Given passage:
-- Opening Marker --

The whole question as to whether criminal trials should be decided upon via a layman jury has come to the fore once again. A case in the U.K. where a young boy died with five times the normal levels of salt in his blood has highlighted a difficult problem.

The two adults who were attempting to adopt him were accused of manslaughter and, basically, of force feeding him salt. They won an appeal in the British courts which was presided over by a judge and a jury.

However, the case revolved around the possibility that this young boy who died suffered from a rare and complex medical condition and the case was argued for and against via the use of expert medical witnesses who attempted to provide an up-to-date record of current evidence, research, and knowledge.

-- Closing Marker --

Questions to answer:
**A)** In the passage about jury trials, translate this sentence into Spanish: "The whole question as to whether criminal trials should be decided upon via a layman jury has come to the fore once again."
**B)** Write the next paragraph of the passage on jury trials and the salt case, following on from its final sentence.

Data:
-- Opening Marker --

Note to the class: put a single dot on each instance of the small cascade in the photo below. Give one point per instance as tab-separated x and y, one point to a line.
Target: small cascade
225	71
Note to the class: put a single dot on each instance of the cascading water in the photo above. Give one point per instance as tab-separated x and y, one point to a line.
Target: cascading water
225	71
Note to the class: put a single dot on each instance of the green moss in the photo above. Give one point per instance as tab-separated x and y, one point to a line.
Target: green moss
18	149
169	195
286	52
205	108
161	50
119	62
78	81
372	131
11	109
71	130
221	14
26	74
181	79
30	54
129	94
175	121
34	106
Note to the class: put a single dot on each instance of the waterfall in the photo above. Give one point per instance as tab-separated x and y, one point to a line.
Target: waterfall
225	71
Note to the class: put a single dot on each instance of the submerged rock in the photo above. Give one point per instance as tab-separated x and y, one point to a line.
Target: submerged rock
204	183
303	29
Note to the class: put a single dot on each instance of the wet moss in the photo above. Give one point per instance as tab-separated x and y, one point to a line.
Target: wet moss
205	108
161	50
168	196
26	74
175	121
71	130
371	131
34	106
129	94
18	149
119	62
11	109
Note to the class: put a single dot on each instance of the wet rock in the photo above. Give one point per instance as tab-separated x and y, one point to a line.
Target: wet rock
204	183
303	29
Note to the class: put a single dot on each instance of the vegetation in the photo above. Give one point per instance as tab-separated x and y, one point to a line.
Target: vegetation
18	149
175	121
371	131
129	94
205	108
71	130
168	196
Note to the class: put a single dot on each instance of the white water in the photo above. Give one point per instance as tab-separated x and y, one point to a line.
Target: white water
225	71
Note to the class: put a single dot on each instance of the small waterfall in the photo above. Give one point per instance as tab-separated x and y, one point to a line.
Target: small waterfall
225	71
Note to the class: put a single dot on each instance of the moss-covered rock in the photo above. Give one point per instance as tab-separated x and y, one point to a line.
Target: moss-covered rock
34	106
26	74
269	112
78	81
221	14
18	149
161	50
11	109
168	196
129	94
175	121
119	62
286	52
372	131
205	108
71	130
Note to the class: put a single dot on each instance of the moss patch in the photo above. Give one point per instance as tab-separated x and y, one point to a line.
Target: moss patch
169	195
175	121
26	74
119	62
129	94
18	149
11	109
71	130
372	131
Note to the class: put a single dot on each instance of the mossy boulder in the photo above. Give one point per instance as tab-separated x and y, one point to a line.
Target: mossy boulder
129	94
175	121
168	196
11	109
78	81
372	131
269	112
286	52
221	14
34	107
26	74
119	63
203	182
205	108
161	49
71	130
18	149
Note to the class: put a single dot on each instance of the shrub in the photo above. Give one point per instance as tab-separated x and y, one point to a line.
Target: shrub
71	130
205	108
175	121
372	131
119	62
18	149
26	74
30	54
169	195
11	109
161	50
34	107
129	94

-- Closing Marker --

Solved tasks:
**A)** Toda la cuestión de si los juicios penales deberían decidirse mediante un jurado lego ha vuelto a cobrar protagonismo.

**B)**
But how can a jury of normal human beings decide on a case which is filled with such complexity and which, in addition, could only be descriptively analyzed and contested by advanced medical brains? This begs the question as to whether juries should be made up of expert observers but less, in turn, will it raise the difficulty in actually getting experts on a regular enough basis to sit through lengthy complex trials.

The other alternative is to have juries sitting and deciding on the outcome of a case but with access to a “friend” in the guise of an expert witness chosen or agreed by both prosecution and defense. Whilst this might be useful and advisory in complex cases, for instance complex fraud cases, it is far from ideal and brings its own difficulties and assumptions.